**What is expected:** Copy the items from the start through the line that contains "[(495, 240)]", requests included. Scale every point coordinate in the answers by 0.75 and round to whole numbers with halves going up, leaving the numbers in the requests and their samples unchanged.

[Source records]
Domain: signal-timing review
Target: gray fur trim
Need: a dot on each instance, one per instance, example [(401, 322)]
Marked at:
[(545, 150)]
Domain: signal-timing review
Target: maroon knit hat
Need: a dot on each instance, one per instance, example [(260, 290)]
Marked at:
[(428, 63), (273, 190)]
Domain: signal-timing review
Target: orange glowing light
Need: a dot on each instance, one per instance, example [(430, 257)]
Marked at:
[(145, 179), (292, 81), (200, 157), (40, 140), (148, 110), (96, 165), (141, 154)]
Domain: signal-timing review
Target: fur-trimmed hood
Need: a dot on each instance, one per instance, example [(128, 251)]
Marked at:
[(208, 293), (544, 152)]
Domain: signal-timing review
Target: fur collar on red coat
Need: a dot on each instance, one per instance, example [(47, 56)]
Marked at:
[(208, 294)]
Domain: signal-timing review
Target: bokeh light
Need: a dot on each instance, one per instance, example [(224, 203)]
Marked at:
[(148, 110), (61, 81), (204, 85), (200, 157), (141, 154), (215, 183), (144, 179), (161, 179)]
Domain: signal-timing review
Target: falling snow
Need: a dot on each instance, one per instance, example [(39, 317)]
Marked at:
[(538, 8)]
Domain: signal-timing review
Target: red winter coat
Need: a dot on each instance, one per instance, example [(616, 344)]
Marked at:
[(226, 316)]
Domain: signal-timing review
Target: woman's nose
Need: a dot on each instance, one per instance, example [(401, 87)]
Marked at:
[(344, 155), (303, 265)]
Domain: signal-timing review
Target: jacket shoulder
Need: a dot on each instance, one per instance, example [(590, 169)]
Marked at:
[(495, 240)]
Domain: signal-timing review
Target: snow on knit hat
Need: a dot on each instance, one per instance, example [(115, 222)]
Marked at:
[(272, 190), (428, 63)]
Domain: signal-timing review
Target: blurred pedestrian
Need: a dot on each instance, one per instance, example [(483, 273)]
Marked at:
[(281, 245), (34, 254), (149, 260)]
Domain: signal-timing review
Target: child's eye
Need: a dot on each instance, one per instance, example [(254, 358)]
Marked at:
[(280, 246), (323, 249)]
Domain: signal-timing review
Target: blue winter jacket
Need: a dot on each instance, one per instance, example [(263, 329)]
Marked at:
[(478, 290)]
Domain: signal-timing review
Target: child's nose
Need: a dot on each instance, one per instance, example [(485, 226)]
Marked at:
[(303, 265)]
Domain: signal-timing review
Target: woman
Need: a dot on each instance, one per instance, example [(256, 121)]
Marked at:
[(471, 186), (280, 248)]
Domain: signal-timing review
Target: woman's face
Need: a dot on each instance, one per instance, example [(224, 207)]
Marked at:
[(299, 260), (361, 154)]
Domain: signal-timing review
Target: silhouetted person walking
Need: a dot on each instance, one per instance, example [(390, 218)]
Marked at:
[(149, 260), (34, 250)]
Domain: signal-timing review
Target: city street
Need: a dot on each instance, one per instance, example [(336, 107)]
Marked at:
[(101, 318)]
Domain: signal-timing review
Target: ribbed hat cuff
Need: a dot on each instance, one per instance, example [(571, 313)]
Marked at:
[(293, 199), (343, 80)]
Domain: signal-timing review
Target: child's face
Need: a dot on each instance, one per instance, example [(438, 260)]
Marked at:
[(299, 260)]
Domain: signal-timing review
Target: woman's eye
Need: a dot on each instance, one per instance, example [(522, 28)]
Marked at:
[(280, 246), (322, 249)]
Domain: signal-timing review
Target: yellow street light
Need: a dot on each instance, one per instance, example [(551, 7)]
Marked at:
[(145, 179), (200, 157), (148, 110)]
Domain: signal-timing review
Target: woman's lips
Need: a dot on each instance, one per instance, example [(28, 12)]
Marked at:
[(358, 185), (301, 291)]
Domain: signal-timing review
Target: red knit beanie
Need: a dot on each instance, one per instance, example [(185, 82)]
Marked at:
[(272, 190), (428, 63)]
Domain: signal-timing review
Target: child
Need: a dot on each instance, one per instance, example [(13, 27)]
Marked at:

**The reply:**
Domain: signal-timing review
Target: gray fur trim
Need: a dot on each instance, one per instance, example [(401, 322)]
Marked at:
[(409, 113)]
Domain: signal-timing review
Target: maroon knit hat
Need: a dot on each instance, one per instance, example [(260, 290)]
Marked at:
[(321, 47), (205, 143)]
Domain: signal-timing review
Target: orange glowing light
Need: a dot on each instance, one per instance, example [(430, 257)]
Marked at:
[(109, 134), (219, 61), (150, 118), (30, 105), (111, 83), (72, 124), (106, 116)]
Domain: signal-timing review
Target: fur-trimmed hood
Need: a dot on each instance, one per instance, example [(128, 251)]
Marked at:
[(156, 220), (408, 114)]
Domain: signal-timing review
Target: fur collar on red coat
Need: a dot on each instance, one per instance, example [(47, 56)]
Marked at:
[(156, 221)]
Domain: signal-timing review
Target: bokeh light
Need: a dot on each instance, one per instance, example [(224, 203)]
Marked at:
[(111, 83), (46, 61), (153, 64), (150, 118), (106, 116), (161, 137), (108, 134), (121, 134)]
Domain: signal-timing review
Target: falling snow
Need: a dot on each instance, one per instance, example [(39, 317)]
Marked at:
[(404, 6)]
Domain: signal-timing review
Target: red winter coat
Need: a dot on each instance, one per instance, example [(616, 344)]
Marked at:
[(170, 237)]
Domain: signal-timing review
Target: woman's nose
Need: a dot on each instance, one per instance, example [(401, 87)]
Marked at:
[(258, 116), (227, 199)]
Domain: signal-timing review
Target: jacket shoulder
Need: a dot on each instance, one per instance, example [(590, 169)]
Marked at:
[(371, 180)]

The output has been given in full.